Format the material below as a numbered list, one line per item, leaving out any blank lines.

+--

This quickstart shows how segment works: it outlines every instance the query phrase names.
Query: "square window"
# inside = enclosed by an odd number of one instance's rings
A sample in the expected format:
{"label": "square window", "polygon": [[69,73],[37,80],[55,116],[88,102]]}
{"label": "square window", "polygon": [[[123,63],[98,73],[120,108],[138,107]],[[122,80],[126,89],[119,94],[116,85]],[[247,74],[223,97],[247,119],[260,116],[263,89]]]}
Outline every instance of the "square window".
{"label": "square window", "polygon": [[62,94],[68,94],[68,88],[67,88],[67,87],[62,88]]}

+--

● **Exercise answer**:
1. This quickstart shows how segment works: it outlines every instance the query phrase names.
2. Query: "square window"
3. # inside = enclosed by an odd number of one instance's rings
4. A sample in the expected format:
5. {"label": "square window", "polygon": [[69,73],[37,80],[55,116],[88,102]]}
6. {"label": "square window", "polygon": [[[123,63],[98,73],[120,108],[138,107]],[[122,80],[126,89],[119,94],[116,85]],[[247,74],[223,97],[247,119],[260,116],[263,89]]]}
7. Outline every instance of the "square window".
8. {"label": "square window", "polygon": [[62,94],[68,94],[68,88],[67,88],[67,87],[62,88]]}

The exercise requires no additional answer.